_Set problem 1:_ From the passage about William Campbell, reproduce word for word the part that begins with "William Campbell would" and ends with "just a diver.".

_Given passage:_
Adventures of the Famine Diver, William Campbell by Roy Stokes

This is the story of man who lived two lives. From his birth, in 1813, he spent the first fifty years of his life in Scotland and Ireland. To this day, none of his descendants have ever understood why he travelled to and spent the second half of his life on the other side of the world – down under.

However, the first half of the 19th century was also a period during which millions were on the move, crisscrossing the globe in emigrant ships in search of fortune, which for many simply meant a job and a life.

William Campbell would remain an obscure contractor until the Press began to flatteringly describe him as an ‘Accomplished Diver’ or ‘The Talented Diver’ and even as ‘The Celebrated Diver’. A salute to his abilities and profession, they were glowing compliments afforded to few divers of the period but, Campbell was more than just a diver.

_Extracted material:_
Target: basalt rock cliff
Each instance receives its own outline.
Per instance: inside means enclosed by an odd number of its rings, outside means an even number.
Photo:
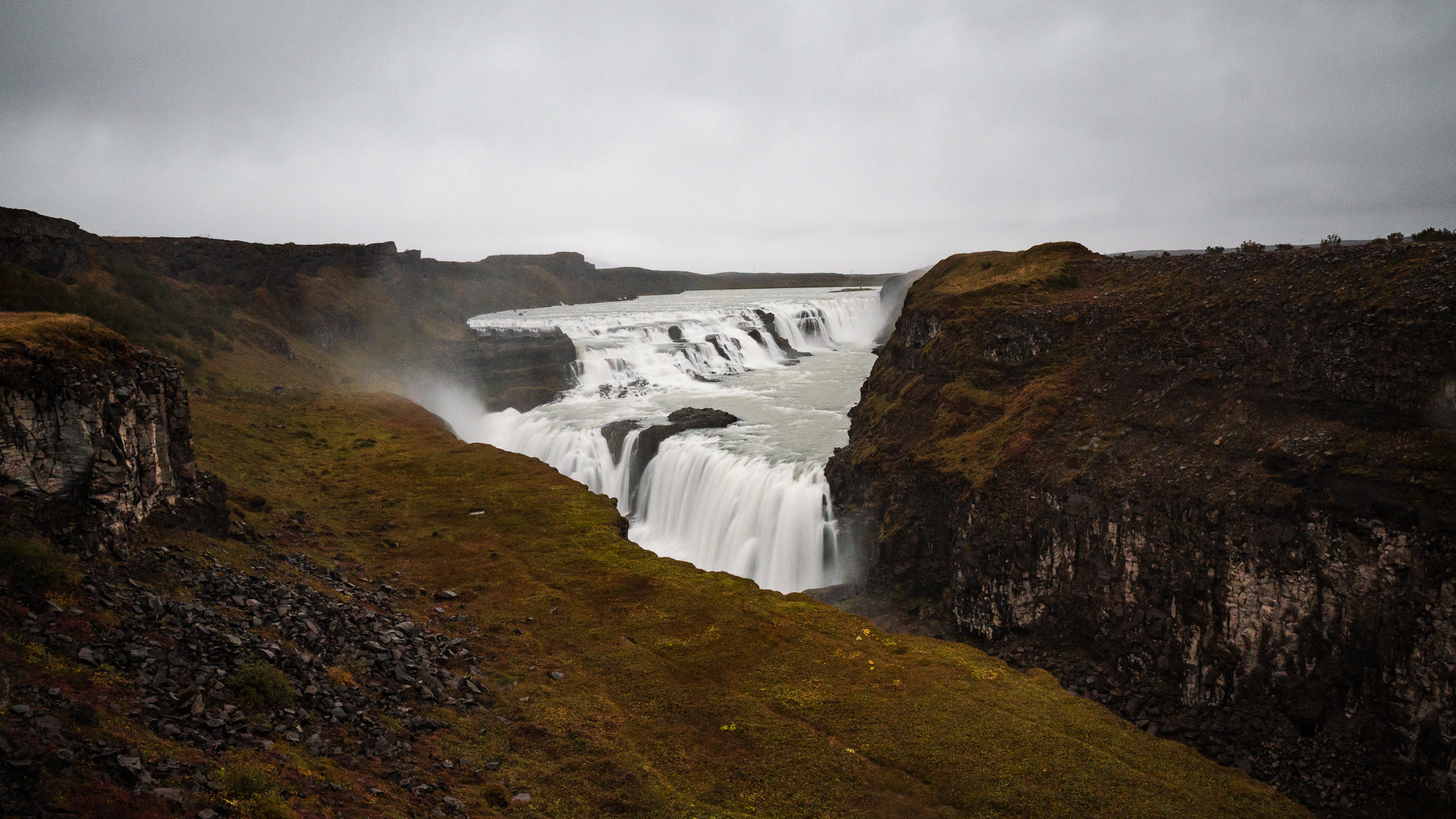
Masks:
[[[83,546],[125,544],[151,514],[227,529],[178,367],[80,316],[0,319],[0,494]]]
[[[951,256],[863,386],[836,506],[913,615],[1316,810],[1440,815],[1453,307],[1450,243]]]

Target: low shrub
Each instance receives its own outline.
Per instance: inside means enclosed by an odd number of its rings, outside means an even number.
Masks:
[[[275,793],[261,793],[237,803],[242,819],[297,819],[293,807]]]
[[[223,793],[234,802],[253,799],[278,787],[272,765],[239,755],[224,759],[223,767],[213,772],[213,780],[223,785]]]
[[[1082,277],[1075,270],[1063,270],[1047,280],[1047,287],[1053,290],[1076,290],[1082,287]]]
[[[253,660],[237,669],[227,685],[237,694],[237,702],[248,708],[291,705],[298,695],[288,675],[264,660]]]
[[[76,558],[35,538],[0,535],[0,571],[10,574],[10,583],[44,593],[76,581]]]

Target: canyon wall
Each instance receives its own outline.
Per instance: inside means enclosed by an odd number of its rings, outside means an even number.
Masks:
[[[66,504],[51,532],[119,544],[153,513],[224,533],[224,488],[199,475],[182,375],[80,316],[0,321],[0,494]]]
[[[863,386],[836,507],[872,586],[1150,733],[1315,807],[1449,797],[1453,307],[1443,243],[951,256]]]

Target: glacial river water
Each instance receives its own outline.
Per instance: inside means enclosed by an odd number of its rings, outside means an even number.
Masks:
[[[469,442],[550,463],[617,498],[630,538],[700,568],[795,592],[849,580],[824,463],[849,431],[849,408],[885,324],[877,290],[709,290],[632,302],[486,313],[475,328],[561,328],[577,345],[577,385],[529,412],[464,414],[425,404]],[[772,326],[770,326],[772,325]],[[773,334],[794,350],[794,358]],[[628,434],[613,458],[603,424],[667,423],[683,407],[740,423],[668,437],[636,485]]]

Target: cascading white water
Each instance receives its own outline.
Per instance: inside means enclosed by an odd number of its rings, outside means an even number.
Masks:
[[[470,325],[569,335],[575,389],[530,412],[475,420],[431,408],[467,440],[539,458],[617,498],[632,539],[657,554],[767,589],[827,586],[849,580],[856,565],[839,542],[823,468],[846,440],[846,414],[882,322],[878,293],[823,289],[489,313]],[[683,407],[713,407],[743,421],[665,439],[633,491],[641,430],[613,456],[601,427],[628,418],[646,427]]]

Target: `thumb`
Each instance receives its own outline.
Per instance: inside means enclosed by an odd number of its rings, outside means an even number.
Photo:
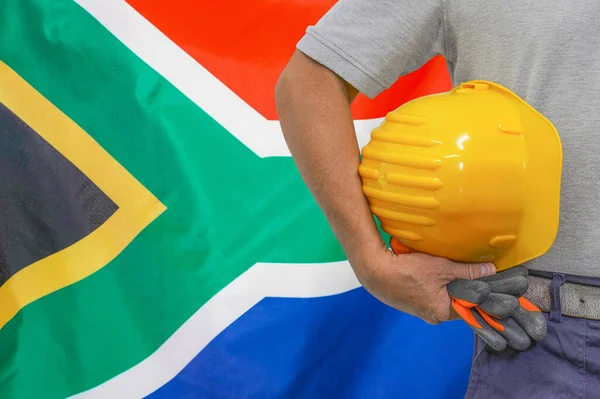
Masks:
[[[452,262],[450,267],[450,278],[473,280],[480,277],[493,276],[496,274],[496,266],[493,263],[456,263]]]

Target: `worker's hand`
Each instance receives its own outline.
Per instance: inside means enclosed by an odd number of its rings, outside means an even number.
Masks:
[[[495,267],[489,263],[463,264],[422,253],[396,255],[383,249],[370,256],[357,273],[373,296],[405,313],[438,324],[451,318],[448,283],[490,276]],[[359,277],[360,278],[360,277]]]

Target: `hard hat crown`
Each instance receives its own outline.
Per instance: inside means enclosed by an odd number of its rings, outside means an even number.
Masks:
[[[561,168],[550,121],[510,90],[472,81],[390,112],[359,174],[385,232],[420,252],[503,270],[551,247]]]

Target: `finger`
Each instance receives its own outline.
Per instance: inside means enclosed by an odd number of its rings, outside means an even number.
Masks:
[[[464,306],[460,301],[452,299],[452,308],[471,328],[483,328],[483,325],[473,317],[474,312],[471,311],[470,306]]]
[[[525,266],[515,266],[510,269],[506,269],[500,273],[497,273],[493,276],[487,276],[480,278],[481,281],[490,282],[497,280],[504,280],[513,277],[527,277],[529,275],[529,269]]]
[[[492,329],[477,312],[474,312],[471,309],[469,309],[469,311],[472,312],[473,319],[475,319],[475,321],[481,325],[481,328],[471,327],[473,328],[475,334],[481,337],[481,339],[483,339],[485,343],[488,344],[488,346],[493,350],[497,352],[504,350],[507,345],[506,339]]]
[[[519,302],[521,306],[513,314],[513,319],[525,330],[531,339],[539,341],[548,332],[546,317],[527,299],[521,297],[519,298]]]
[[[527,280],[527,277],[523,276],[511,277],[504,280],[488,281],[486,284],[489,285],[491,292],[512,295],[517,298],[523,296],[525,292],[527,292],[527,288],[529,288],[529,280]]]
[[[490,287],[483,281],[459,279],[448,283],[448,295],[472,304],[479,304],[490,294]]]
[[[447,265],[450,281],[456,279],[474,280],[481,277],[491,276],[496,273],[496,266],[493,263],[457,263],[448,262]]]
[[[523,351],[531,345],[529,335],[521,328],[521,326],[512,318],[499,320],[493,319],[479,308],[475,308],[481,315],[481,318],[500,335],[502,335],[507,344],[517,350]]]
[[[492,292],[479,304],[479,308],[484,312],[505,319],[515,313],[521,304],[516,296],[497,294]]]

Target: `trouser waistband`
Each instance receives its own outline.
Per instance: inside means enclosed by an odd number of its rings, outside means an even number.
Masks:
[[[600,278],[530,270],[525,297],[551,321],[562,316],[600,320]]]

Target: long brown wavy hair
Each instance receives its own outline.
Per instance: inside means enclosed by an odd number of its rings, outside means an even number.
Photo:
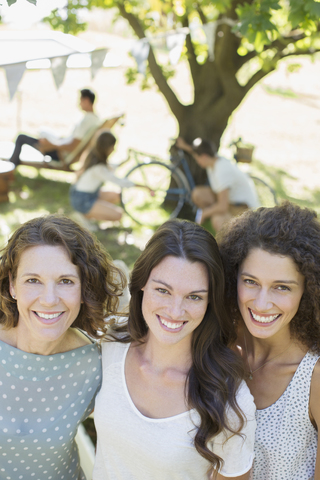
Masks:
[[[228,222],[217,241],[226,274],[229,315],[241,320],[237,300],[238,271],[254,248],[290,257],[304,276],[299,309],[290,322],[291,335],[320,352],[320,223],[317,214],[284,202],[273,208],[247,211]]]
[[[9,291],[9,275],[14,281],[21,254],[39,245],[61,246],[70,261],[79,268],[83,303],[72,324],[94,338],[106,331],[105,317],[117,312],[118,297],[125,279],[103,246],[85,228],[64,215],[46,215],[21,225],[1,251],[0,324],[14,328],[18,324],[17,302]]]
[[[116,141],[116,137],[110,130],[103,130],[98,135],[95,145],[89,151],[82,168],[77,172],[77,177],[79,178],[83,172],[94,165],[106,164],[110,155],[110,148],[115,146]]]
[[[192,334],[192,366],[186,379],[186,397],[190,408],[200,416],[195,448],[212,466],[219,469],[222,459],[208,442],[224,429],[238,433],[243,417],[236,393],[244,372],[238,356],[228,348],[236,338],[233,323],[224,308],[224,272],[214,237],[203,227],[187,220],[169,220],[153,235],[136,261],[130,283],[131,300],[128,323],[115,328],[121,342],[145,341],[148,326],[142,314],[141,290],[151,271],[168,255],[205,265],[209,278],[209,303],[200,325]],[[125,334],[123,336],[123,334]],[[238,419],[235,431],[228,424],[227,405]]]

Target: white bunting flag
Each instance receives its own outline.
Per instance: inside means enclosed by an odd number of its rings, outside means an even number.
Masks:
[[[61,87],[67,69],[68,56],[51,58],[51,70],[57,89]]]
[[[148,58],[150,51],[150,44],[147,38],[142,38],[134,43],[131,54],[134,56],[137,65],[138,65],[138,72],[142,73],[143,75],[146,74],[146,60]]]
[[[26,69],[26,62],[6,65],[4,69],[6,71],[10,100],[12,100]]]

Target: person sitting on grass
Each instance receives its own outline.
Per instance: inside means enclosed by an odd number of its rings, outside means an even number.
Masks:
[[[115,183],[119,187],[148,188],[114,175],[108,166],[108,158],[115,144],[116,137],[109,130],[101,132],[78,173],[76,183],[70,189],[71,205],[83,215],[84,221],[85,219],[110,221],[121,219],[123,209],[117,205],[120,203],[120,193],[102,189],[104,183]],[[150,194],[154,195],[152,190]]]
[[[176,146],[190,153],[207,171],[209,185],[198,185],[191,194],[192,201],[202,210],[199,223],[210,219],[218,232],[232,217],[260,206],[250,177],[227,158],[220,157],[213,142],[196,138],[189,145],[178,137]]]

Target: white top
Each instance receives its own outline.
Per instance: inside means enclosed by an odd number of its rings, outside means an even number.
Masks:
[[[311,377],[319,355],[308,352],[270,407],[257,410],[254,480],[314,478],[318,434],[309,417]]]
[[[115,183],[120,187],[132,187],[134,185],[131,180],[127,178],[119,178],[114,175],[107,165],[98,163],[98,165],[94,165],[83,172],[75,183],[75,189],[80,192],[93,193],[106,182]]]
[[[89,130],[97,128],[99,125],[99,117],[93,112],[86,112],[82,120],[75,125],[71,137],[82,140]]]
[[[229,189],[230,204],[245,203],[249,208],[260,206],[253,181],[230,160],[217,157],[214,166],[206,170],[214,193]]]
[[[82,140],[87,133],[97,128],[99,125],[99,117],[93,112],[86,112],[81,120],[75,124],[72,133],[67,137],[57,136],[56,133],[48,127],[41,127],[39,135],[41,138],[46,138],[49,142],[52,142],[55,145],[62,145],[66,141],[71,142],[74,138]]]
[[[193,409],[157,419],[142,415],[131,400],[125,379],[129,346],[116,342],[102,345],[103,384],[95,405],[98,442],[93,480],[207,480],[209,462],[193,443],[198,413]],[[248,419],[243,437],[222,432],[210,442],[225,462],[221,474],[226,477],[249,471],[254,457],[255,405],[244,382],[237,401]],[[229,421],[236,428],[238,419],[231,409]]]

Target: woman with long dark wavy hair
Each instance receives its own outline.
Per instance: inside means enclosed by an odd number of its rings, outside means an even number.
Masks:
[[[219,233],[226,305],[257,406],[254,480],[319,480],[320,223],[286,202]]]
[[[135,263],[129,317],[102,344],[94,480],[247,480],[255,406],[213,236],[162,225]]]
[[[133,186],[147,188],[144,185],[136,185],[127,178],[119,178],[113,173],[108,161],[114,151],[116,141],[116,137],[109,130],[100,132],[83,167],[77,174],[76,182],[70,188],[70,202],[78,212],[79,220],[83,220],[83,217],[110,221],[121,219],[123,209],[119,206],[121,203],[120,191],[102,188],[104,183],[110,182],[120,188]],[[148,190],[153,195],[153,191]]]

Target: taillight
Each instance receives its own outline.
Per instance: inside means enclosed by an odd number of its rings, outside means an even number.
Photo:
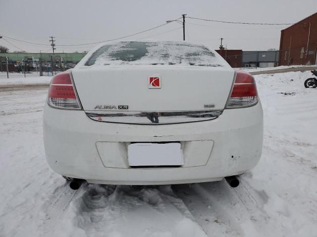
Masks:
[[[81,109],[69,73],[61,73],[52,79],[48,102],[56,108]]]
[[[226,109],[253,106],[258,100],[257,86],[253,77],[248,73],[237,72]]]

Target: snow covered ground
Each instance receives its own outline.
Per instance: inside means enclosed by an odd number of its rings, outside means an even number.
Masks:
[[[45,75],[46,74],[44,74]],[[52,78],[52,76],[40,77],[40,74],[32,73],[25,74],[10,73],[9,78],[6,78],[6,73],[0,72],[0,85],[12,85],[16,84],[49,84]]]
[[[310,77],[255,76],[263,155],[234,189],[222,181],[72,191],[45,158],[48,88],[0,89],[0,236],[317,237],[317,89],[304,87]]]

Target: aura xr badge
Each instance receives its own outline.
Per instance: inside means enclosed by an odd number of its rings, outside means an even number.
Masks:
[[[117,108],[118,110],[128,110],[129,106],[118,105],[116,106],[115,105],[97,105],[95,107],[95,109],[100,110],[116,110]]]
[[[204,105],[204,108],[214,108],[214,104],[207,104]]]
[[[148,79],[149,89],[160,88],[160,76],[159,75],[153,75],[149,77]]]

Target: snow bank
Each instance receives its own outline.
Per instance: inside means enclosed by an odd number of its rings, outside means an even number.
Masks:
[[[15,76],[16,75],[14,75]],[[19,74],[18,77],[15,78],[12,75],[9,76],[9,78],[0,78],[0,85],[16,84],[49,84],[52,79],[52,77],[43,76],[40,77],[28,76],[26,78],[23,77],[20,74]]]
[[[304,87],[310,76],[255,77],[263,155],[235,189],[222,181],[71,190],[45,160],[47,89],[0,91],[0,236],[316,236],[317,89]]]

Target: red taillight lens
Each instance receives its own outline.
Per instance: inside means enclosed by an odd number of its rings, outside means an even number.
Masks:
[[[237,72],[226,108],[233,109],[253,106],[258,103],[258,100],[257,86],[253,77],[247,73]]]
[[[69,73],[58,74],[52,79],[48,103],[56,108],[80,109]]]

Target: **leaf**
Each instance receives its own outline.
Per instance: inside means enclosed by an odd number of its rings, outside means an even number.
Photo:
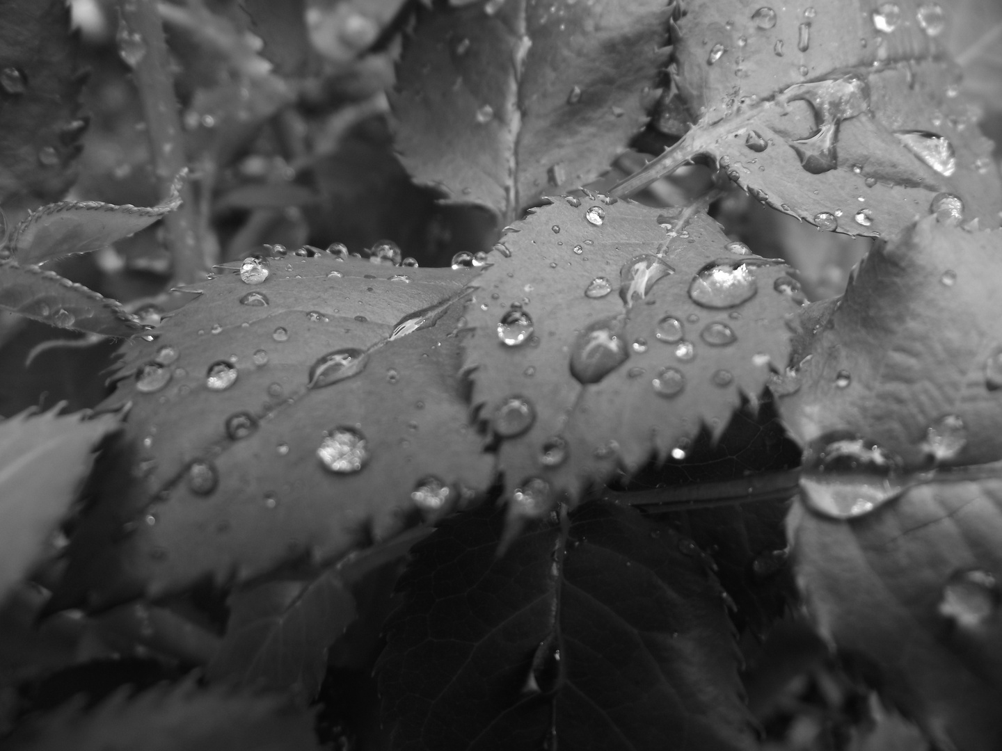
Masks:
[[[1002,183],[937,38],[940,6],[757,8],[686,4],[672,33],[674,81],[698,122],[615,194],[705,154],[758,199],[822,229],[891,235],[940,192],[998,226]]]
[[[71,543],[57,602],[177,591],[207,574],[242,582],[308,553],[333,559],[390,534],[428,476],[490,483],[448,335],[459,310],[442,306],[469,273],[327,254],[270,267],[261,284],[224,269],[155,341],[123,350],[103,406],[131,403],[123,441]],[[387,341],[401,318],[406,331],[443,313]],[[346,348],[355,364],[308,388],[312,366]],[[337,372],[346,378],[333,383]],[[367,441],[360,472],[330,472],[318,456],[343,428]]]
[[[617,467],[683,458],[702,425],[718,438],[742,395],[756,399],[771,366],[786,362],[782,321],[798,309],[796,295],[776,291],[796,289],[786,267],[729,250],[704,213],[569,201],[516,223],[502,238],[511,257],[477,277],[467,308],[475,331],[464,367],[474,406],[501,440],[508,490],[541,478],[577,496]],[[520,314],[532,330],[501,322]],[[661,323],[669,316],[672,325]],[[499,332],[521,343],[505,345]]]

_Set problem 2:_ Show each line of the listing in which the string "water" appears.

_Exercise response 1:_
William Campbell would remain an obscure contractor until the Press began to flatteringly describe him as an ‘Accomplished Diver’ or ‘The Talented Diver’ and even as ‘The Celebrated Diver’. A salute to his abilities and profession, they were glowing compliments afforded to few divers of the period but, Campbell was more than just a diver.

_Exercise response 2:_
Target: glacial river water
Target: cascading white water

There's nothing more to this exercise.